**Problems to solve**
a) Using the piece on systemic racism, explain why scholars in the 1970s and 1980s held that the civil rights laws of the 1960s did not end discrimination.
b) Return, word for word, everything in the piece on systemic racism from "Systemic racism is fact, not theory Skip" down to "at it again.".

**Passage**
--------------------------------------------------

Systemic racism is fact, not theory Skip to content

Systemic racism is fact, not theory

Many people are arguing that systemic racism no longer exists in the United States, and that talking about it makes things worse. Ken Wolf disagrees, on both counts.

3 min read
Photo by Rolande PG / Unsplash

Well, my Republican friends and opponents are at it again.

Their newest distracting cry of “ain’t it awful” is their attack on critical race theory – “the latest malignancy unleashed on our society and political system by predatory nihilists of the left,” according to friend Winfield’s mild language in his July 21 Ledger column.

Earlier, in a July 9 column, Republican District Chair Greg Delancey criticized the National Education Association (NEA) for “declaring war on those looking to keep critical race theory out of the schools.” He then praised Republicans for pre-filing bills in Kentucky to “ban critical race theory from public schools and post-secondary education curriculum.”

Critical race theory, says Wikipedia, is a “body of legal scholarship” challenging the notion that laws against prejudice could end racism. Scholars in the 1970s and 1980s suggested that civil rights laws of the 1960s did not end discrimination because “race can intersect with other things (such as gender and class) to produce complex combinations of power and disadvantage.”

--------------------------------------------------

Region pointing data
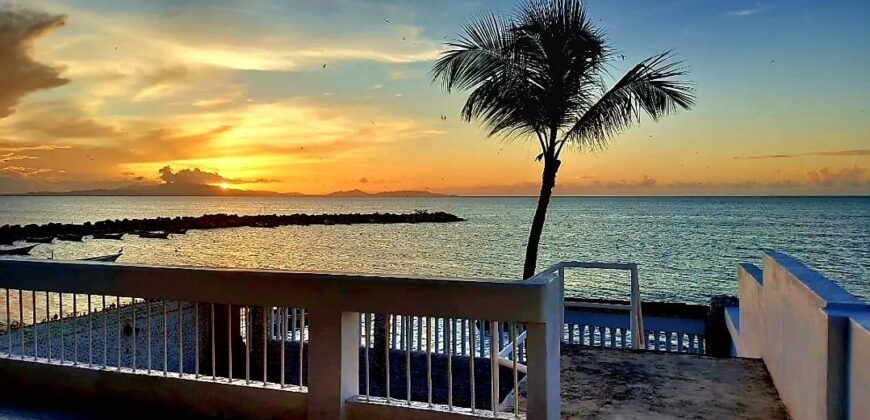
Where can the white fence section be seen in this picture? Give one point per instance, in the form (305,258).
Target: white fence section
(812,335)
(182,336)
(596,334)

--------------------------------------------------

**Responses by task**
a) Those scholars argued that race can intersect with other things, such as gender and class, to produce complex combinations of power and disadvantage. Laws against prejudice alone could therefore not end discrimination.

b)
Systemic racism is fact, not theory Skip to content

Systemic racism is fact, not theory

Many people are arguing that systemic racism no longer exists in the United States, and that talking about it makes things worse. Ken Wolf disagrees, on both counts.

3 min read
Photo by Rolande PG / Unsplash

Well, my Republican friends and opponents are at it again.